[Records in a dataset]
>> begin

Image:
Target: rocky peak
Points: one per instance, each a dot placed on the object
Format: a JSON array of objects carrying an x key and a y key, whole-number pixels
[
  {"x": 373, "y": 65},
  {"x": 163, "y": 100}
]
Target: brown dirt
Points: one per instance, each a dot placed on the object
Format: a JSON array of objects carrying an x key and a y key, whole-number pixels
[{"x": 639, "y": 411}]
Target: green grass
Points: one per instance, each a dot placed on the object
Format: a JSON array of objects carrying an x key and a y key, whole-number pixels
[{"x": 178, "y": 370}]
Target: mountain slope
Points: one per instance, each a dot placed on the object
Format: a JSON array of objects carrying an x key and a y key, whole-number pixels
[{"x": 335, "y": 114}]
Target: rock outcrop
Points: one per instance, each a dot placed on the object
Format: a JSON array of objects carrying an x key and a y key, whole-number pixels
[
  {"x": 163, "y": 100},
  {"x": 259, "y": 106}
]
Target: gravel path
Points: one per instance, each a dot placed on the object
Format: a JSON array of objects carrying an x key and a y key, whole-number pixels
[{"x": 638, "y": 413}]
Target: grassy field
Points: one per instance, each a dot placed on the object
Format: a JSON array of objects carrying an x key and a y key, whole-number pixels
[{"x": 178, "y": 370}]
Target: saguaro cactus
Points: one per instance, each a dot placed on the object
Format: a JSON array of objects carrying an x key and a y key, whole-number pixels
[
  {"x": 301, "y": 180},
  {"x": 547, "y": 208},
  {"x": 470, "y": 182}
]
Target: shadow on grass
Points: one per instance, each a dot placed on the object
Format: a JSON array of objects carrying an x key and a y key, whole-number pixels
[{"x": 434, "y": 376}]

>> end

__Exercise__: Can you rewrite the stretch from the line containing "Target: brown dirt" through the end of the records, swapping "whole-number pixels" for "integer pixel values" and keeping everything else the same?

__Full output__:
Target: brown dirt
Points: one per instance, each a dot placed on the object
Format: a JSON array of objects carrying an x key and a y key, integer pixel values
[{"x": 639, "y": 411}]
Target: green grass
Points: one per instance, each a dot placed on the object
Format: a JSON array of objects carrying an x key and a y key, integer pixel values
[{"x": 178, "y": 370}]
Target: mountain slope
Points: one per instance, each a dot placed on the object
Format: a JSON array of objects carrying an x key and a y key, integer pixel values
[{"x": 335, "y": 114}]
Target: rock outcrop
Points: one per instance, each a dot placed on the object
Format: a JSON array of objects carrying an x key and a y key, integer pixel values
[
  {"x": 163, "y": 100},
  {"x": 259, "y": 106}
]
Target: gravel path
Points: one per instance, each a dot placed on the object
Format: a JSON array of objects carrying an x key and a y key, integer pixel values
[{"x": 638, "y": 413}]
Target: grassy field
Points: one per instance, each a dot placed on the object
Format: a JSON array of objects carrying an x key and a y key, integer pixel values
[{"x": 178, "y": 370}]
Target: saguaro cactus
Points: one per instance, each a dot placed on the object
Format: a JSON array of objects carrying an x key and a y key, integer pixel values
[
  {"x": 301, "y": 180},
  {"x": 547, "y": 208},
  {"x": 470, "y": 182}
]
Target: shadow on grass
Points: one per instance, each a dot placed on the object
Format: a JSON array of objects carrying an x key and a y key, integer pixel values
[{"x": 434, "y": 376}]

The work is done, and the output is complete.